- _AUSZUG_:
Kein Butterbrot am Todestreifen

■ Im Gedenken an die Mauer scheiden sich auf einer Versammlung zum Mauermahnmal Bernauerstraße die Geister heftig wie nie

Nein, nein, um den Sophienfriedhof sollte es diesmal nicht gehen, versicherte Jörg Schwarz von der Betroffenenvertretung Rosenthaler Vorstadt. Zu sehr hatte in den vergangenen Wochen der Abriß von Segmenten der Mauer die Gemüter erhitzt. Diesmal sollte nicht darum gestritten werden, ob die Massengräber der während des Zweiten Weltkriegs im S-Bahn- Schacht jämmerlich Ertrunkenen nun noch existierten und damit das Beseitigen von mittlerweile rar gewordenen Mauerresten gerechtfertigt war.

- _ZIELE_:
- A) Tippe den Teil des Auszugs ab, der bei den Worten „Nein, nein, um“ anfängt, und hör nach „Mauerresten gerechtfertigt war.“ auf.
- B) Beantworte diese Fragen zum Auszug:
(i) An welcher Straße liegt das Mauermahnmal, um das es bei der Versammlung geht?
(ii) Für welche Vertretung spricht Jörg Schwarz?
(iii) Was wurde in den vergangenen Wochen abgerissen?

- _BEREITGESTELLTE DATEN_:
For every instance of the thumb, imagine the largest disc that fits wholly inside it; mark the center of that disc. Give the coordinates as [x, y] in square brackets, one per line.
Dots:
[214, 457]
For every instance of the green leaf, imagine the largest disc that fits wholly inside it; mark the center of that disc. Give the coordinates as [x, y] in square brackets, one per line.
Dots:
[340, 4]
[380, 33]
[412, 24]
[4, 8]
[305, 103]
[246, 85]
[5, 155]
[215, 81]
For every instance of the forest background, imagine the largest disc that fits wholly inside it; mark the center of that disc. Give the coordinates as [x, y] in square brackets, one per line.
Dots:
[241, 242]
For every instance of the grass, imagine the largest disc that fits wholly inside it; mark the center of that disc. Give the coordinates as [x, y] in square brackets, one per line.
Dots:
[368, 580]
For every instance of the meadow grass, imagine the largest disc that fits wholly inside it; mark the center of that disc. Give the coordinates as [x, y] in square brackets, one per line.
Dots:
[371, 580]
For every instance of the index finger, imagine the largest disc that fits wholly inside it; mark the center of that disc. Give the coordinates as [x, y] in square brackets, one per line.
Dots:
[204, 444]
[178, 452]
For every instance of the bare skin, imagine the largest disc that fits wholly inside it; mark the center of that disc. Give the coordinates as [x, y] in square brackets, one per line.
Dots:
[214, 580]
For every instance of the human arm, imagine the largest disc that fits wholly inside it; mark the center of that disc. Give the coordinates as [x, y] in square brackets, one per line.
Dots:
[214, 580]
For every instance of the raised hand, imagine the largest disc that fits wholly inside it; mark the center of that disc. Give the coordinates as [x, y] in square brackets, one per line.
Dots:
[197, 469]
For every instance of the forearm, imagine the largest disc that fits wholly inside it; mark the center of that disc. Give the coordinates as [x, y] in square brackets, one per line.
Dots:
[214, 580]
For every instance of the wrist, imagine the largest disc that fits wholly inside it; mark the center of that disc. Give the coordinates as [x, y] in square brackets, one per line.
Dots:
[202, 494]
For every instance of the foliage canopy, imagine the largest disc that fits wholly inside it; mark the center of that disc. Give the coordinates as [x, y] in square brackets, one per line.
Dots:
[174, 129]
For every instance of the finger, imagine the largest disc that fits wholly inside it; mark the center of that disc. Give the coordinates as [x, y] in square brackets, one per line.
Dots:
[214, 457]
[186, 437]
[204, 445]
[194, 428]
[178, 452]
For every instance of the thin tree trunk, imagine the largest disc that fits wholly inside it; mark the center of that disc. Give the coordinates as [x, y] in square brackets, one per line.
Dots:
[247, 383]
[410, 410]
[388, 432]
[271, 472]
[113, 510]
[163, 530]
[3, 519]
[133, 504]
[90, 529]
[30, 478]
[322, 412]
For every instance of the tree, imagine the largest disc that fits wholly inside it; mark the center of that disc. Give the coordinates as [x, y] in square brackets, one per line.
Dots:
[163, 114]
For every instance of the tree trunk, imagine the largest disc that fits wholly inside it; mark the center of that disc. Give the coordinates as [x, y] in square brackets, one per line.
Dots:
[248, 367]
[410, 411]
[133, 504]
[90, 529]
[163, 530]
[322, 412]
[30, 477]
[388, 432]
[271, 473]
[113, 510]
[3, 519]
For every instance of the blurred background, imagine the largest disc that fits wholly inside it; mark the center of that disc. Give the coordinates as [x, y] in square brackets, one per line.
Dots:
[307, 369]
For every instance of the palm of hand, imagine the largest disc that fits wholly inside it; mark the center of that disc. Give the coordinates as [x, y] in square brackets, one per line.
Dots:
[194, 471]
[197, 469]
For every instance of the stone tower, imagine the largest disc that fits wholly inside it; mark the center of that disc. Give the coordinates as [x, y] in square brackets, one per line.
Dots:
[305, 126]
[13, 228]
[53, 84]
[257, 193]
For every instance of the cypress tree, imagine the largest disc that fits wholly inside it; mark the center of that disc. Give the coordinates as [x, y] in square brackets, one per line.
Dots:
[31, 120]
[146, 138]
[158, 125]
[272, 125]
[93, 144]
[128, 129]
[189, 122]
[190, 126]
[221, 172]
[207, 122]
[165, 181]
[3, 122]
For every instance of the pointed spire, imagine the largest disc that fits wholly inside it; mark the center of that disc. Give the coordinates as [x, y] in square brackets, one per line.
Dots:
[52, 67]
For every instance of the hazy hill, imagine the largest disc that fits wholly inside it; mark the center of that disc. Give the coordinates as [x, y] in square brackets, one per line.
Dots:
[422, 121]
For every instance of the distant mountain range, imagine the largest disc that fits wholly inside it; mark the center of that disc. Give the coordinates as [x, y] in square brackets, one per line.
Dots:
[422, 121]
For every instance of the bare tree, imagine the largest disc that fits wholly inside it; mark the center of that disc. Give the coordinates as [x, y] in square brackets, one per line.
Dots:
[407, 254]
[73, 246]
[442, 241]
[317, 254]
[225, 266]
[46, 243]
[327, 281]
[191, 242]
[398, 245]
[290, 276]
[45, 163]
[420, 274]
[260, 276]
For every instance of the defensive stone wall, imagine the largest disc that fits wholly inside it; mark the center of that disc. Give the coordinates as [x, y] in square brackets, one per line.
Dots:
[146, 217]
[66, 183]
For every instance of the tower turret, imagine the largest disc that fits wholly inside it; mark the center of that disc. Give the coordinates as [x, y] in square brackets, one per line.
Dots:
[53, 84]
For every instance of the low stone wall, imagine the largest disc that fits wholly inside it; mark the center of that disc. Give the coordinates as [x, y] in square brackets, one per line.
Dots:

- _ERGEBNISSE JE AUFGABE_:
- A)
Nein, nein, um den Sophienfriedhof sollte es diesmal nicht gehen, versicherte Jörg Schwarz von der Betroffenenvertretung Rosenthaler Vorstadt. Zu sehr hatte in den vergangenen Wochen der Abriß von Segmenten der Mauer die Gemüter erhitzt. Diesmal sollte nicht darum gestritten werden, ob die Massengräber der während des Zweiten Weltkriegs im S-Bahn- Schacht jämmerlich Ertrunkenen nun noch existierten und damit das Beseitigen von mittlerweile rar gewordenen Mauerresten gerechtfertigt war.

- B)
(i) An der Bernauerstraße.
(ii) Für die Betroffenenvertretung Rosenthaler Vorstadt.
(iii) Segmente der Mauer.